Opdracht: Schrijf alles van "Bovendien geldt voor" tot en met "deze aspecten niet." uit de tekst over biobrandstoffen voor de zeevaart opnieuw op. Werk het daarbij bij door "energie-inhoud" te vervangen door "energiewaarde".

Tekstfragment:
────

Hier vindt u informatie over de voorwaarden voor het inboeken van leveringen van biobrandstoffen met de bestemming zeevaart. Deze pagina gaat alleen over de inboekvoorwaarden die specifiek voor de zeevaart gelden.
Het onderscheid tussen een levering aan een zeeschip of een binnenschip is belangrijk, omdat biobrandstoffen die geleverd zijn aan zeeschepen alleen ingeboekt kunnen worden als het geavanceerde biobrandstoffen betreffen.
Bovendien geldt voor leveringen aan de zeevaart dat de energie-inhoud van de inboeking vermenigvuldigd wordt met een factor 0,4 (was 0,8 in 2023) om de beloning in HBE’s vast te stellen. Voor binnenvaart gelden deze aspecten niet.
De vaardocumenten behorende bij het schip waaraan is geleverd, bepalen of er sprake is van een levering aan een zeeschip (zeepapieren) of een binnenschip (binnenvaartpapieren). De plaats waar het schip naar toe vaart, is verder niet van belang.
De papieren die het schip op het moment van belevering door de inboeker heeft, bepalen of er sprake is van een levering aan binnen- of zeeschip. Vaart een schip met binnenvaartpapieren (certificaten van onderzoek) en een ENI (een Europees scheepsidentificatienummer voor binnenschepen), dan ziet de NEa het als binnenschip
Overige schepen, die in de regel zullen varen met zeepapieren en een IMO-nummer, worden als zeeschip gezien. Het onderscheid kan met name voor schepen die opereren in het kustgebied essentieel zijn. Voor binnen-buitenschepen, die beide documenten aan boord hebben, is dus leidend welke papieren ze op het moment van tanken gebruiken.
Leurschip: een transportmiddel van een AGP, ook wel een leurboot, lichter of bunkerboot genoemd.
Bunkerwinkelschip: een vaste AGP locatie met opslag, ook wel bunkerstation of bunkerponton genoemd.
Bunkerdienstverlening: een constructie waarbij de inboeker een leurschip van een derde inschakelt om zijn klanten te beleveren.
Wat mag ingeboekt worden
Biobrandstof die aantoonbaar geleverd is aan zeeschepen (voor aandrijving en scheepsbehoeften aan boord), komt in aanmerking om ingeboekt te worden als deze biobrandstof (meestal als component van een brandstofmengsel), wanneer deze:
I. Geleverd is aan de Nederlandse markt (uitslag tot verbruik of schorsing);
II. Bewezen duurzaam van aard was;
III. Aantoonbare fysiek geleverd is.

────

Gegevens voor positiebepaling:
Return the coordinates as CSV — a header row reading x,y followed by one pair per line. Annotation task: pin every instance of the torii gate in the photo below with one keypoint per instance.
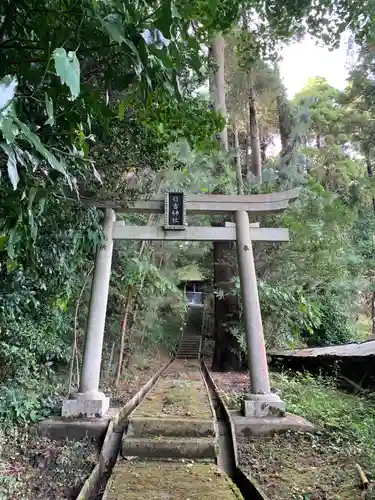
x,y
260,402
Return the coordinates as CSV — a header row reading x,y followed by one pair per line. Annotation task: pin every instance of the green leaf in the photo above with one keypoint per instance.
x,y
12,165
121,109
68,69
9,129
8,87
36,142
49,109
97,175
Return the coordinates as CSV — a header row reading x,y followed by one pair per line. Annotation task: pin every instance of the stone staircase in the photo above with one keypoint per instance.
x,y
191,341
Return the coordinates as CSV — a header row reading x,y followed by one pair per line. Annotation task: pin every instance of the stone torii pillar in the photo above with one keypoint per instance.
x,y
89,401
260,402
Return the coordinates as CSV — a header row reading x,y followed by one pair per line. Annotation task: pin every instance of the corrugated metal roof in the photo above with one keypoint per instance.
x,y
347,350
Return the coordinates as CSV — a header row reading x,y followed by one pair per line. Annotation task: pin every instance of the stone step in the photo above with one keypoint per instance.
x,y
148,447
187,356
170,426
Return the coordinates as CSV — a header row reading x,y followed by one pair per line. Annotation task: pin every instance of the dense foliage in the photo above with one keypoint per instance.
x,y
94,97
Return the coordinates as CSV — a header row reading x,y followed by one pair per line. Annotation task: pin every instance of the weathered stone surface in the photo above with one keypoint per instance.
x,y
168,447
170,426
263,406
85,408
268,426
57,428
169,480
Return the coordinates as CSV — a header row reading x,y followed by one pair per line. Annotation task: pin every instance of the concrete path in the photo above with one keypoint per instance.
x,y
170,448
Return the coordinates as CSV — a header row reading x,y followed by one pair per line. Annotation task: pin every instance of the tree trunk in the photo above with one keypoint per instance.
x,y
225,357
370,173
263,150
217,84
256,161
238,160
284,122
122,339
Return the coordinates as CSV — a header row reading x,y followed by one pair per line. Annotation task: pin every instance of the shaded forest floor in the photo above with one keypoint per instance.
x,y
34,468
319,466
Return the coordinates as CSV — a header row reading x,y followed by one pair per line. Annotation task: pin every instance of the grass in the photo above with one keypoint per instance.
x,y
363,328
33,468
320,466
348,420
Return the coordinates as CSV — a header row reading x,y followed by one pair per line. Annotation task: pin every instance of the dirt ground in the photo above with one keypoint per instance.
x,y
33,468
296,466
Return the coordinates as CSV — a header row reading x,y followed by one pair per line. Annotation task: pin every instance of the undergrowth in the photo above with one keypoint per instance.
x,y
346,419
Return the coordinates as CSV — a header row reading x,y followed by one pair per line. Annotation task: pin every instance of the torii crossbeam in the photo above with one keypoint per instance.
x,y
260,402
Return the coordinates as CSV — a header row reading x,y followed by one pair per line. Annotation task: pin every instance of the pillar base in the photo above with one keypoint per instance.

────

Verwacht antwoord:
Bovendien geldt voor leveringen aan de zeevaart dat de energiewaarde van de inboeking vermenigvuldigd wordt met een factor 0,4 (was 0,8 in 2023) om de beloning in HBE’s vast te stellen. Voor binnenvaart gelden deze aspecten niet.